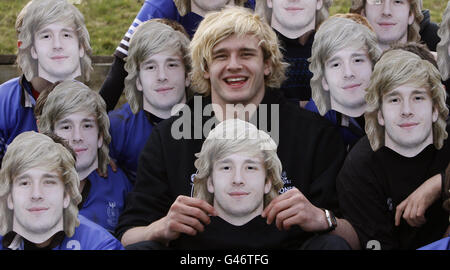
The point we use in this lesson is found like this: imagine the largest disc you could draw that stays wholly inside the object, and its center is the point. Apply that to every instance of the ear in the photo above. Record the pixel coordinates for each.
(210, 185)
(268, 185)
(435, 114)
(10, 202)
(33, 52)
(66, 200)
(319, 4)
(325, 85)
(138, 84)
(380, 118)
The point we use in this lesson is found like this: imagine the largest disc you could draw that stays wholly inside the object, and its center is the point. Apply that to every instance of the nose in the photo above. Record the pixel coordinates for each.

* **DIRECTIVE**: Without the pictures, extract every entry verbatim.

* **FINAL RESULT**:
The point we use in this lesson is found like this: imagine the largest disc you could draw that stays wholly inside the object, and its center is the point. Apply that to every instance of the ear in the photo above. Record the pixel coordinates for each.
(210, 185)
(268, 185)
(435, 114)
(10, 202)
(33, 52)
(66, 200)
(319, 4)
(325, 85)
(138, 84)
(380, 118)
The point we use in this lesson is found like this: imagine the largest disc you could draw that stays wholly inside the object, and its center is the point. Apply that to every instance of the nose in the photo above. Record the pixel coordinates for each.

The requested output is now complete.